Let me be a bit skeptical. Bacteria circulate in blood through our bodies, also into the placenta, and [they cross] into the fetus. I am not sure there is a huge evolutionary design thing of having bacteria there, but it is just a process of blood flow that just happens. Having said that, it is true we can maybe take advantage of it; there may be ways we can leverage that exposure early on [in] life. Why not start preparing the body defense system?

In fact, you have a paper on the placenta microbiota suggesting that idea.

We have, but it was just speculation. Recently, there was a paper published suggesting this purpose for bacteria crossing the placenta. In a mice study, researchers used a pathogenic form of E. coli to demonstrate mum’s bacteria start training the baby’s immune system. It could be. But we don’t know what came first: the bacteria or the immune system.

You talk about these 40 weeks of pregnancy and the impact they have on the baby’s microbiota. But what about, for example, the mode of delivery or antibiotics used during labor or in early life?

We have a paper in review just now that tackles just this.  There are a lot of women that during labor need to get a course of antibiotics for a myriad of reasons. In the States, for example, we screen all women for Group B Streptococcus; in [the] case they are positive, they need to get a course of antibiotics, because these bacteria can be passed on to the baby during labor or birth. It is harmless in adults but may cause stillbirth, and serious infections in the newborn.

PROBLEMS TO WORK ON
A – Decide whether each statement agrees with the interview passage: (i) the mice study used a pathogenic form of E. coli; (ii) in the States, only some women are screened for Group B Streptococcus; (iii) Group B Streptococcus is harmful in adults. For each, answer yes or no and quote the deciding words.
B – Reproduce word for word the stretch of the interview passage from "We have, but" through "the immune system.".

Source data
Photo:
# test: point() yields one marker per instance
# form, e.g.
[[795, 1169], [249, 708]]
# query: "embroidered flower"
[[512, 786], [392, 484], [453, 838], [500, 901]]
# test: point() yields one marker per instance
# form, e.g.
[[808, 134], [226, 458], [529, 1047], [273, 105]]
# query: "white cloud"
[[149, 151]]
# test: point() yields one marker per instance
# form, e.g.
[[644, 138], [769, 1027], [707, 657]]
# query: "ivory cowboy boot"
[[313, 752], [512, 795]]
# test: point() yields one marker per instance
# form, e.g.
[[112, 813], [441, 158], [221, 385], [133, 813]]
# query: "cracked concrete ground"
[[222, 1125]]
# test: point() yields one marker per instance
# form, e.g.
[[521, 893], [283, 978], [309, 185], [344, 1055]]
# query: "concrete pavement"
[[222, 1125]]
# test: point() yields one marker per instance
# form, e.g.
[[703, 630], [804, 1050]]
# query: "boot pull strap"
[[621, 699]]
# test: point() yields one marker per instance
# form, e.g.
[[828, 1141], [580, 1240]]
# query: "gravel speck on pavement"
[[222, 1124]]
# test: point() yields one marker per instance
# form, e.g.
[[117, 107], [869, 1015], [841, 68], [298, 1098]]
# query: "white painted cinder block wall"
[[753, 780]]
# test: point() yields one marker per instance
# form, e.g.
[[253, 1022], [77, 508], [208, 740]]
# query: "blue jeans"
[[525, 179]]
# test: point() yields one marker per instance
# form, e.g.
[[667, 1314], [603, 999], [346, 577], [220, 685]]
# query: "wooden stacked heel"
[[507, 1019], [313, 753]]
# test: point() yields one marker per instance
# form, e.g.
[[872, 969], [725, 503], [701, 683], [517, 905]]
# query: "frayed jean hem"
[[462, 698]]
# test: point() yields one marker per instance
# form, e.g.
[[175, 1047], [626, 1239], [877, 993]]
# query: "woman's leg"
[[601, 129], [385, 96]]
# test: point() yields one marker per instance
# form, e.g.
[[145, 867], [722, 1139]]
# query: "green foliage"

SOLUTIONS BELOW
A –
(i) Yes: "researchers used a pathogenic form of E. coli"
(ii) No: "we screen all women for Group B Streptococcus"
(iii) No: "It is harmless in adults"

B –
We have, but it was just speculation. Recently, there was a paper published suggesting this purpose for bacteria crossing the placenta. In a mice study, researchers used a pathogenic form of E. coli to demonstrate mum’s bacteria start training the baby’s immune system. It could be. But we don’t know what came first: the bacteria or the immune system.